◆ Objectives
[a] According to the potato-growing guide, how far apart should seed potatoes be placed in the trench?
[b] Write out the potato-growing guide word for word from "Prepare the soil" to "cover the potatoes.".
[c] Does the potato-growing guide agree with each statement below? Answer yes or no, and quote the words that decide it. (i) Seed potatoes should be sprouted in direct sun. (ii) Cut pieces of seed tubers should dry for a few days before planting. (iii) Fresh manure is recommended when preparing the soil.

Before planting expose seed potatoes to light to start shoots growing. Avoid direct sun as this can burn or par-cook the seed! Let the potatoes grow shoots up to 1 cm long - this can take a few weeks. In hot or dry climates sprout seed potatoes in seed trays of dampened potting mix.

Large seed tubers can be cut into pieces - just make sure each piece has at least one 'eye' or shoot. Let the cut pieces dry for a few days before planting or else they will probably start rotting.

Growing in the ground

Prepare the soil by digging in plenty of well-rotted animal manure or compost (don't use fresh manure as it will 'burn' plants). Dig a trench for the seed potatoes about 30 - 40 cm wide and 10 - 20 cm deep. Add a bit more compost/manure to the bottom of the trench and cover with some soil. Put seed potatoes 20 - 30 cm apart in the trench, shoot-side up. Fill in the trench to cover the potatoes.

As potato shoots start to appear, cover them up with soil from either side of the trench. 'Hill up' the crop this way a few times in the first four or five weeks of growth, which gives the potatoes an nice loose mound of soil in which to grow. Now leave the shoots to develop on to form leaves.

Keep potatoes well-watered. The soil should be damp enough to stick to your fingers.

No-dig and container growing - ideal for home gardens.

If you don't have a ton of space then no-dig and container growing both work well for home garden growing. Using container growing you can produce potatoes in any handy space, even on balconies.

No-dig

Make a no-dig bed of potatoes by layering newspapers (or flattened cardboard boxes) at least six layers thick on an area to be planted. Spread your seed potatoes on top of the newspapers about 30 cm apart, trying to get the shoots pointing upwards.

Saved entries:

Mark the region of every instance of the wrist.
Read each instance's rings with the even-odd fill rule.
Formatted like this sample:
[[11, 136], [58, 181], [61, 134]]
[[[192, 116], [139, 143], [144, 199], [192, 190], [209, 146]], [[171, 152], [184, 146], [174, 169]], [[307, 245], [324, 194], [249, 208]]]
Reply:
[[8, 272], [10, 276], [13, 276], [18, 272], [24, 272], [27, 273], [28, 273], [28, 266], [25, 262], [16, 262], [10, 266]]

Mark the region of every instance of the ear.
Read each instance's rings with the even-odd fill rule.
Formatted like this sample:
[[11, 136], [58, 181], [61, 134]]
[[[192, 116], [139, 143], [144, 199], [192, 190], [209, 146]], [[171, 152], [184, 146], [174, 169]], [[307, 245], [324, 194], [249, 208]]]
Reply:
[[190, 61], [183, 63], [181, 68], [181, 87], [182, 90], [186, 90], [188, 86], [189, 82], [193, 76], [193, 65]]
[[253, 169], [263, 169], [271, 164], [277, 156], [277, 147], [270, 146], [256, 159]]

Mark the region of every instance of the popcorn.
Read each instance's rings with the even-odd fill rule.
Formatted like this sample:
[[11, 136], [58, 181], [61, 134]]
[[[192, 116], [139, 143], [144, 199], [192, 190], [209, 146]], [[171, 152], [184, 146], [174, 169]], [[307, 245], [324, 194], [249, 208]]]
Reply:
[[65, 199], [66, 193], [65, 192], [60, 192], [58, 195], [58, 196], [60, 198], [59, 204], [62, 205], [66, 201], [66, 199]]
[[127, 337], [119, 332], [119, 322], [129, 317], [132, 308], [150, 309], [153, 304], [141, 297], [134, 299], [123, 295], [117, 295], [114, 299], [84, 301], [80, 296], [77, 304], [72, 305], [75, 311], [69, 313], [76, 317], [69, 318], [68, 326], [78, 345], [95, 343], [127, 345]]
---
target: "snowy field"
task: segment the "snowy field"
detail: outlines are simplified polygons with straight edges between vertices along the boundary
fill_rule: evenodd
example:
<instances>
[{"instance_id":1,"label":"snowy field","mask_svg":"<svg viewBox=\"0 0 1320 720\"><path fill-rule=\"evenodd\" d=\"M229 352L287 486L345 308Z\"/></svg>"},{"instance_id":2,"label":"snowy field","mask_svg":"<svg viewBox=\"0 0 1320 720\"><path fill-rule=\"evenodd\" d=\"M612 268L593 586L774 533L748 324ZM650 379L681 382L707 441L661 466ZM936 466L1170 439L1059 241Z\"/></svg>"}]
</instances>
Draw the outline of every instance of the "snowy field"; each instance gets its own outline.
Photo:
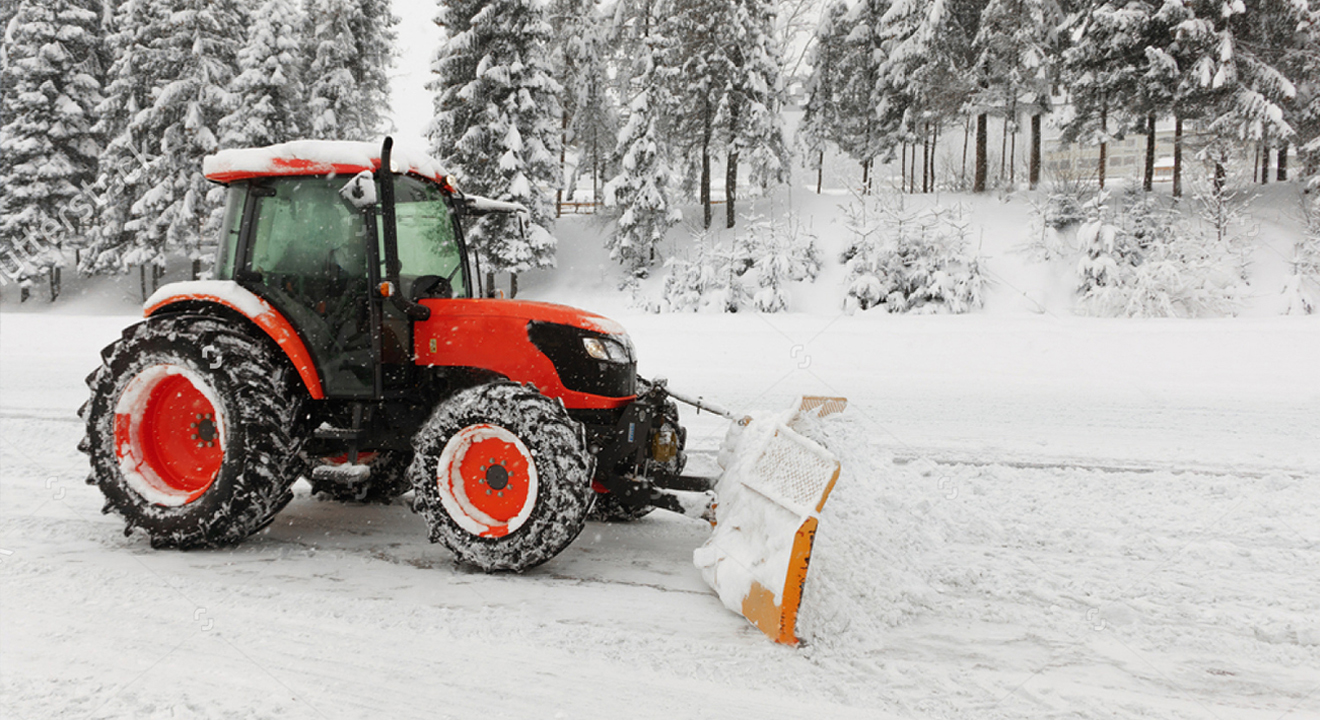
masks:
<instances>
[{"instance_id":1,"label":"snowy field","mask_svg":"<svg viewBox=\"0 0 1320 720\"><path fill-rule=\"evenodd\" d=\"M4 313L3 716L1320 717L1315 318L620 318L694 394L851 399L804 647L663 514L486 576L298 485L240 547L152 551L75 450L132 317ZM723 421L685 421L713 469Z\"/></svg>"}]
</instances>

◆ Exercise answers
[a] 20 - 30 cm apart.

[b]
Prepare the soil by digging in plenty of well-rotted animal manure or compost (don't use fresh manure as it will 'burn' plants). Dig a trench for the seed potatoes about 30 - 40 cm wide and 10 - 20 cm deep. Add a bit more compost/manure to the bottom of the trench and cover with some soil. Put seed potatoes 20 - 30 cm apart in the trench, shoot-side up. Fill in the trench to cover the potatoes.

[c]
(i) No: "Avoid direct sun as this can burn or par-cook the seed!"
(ii) Yes: "Let the cut pieces dry for a few days before planting"
(iii) No: "don't use fresh manure as it will 'burn' plants"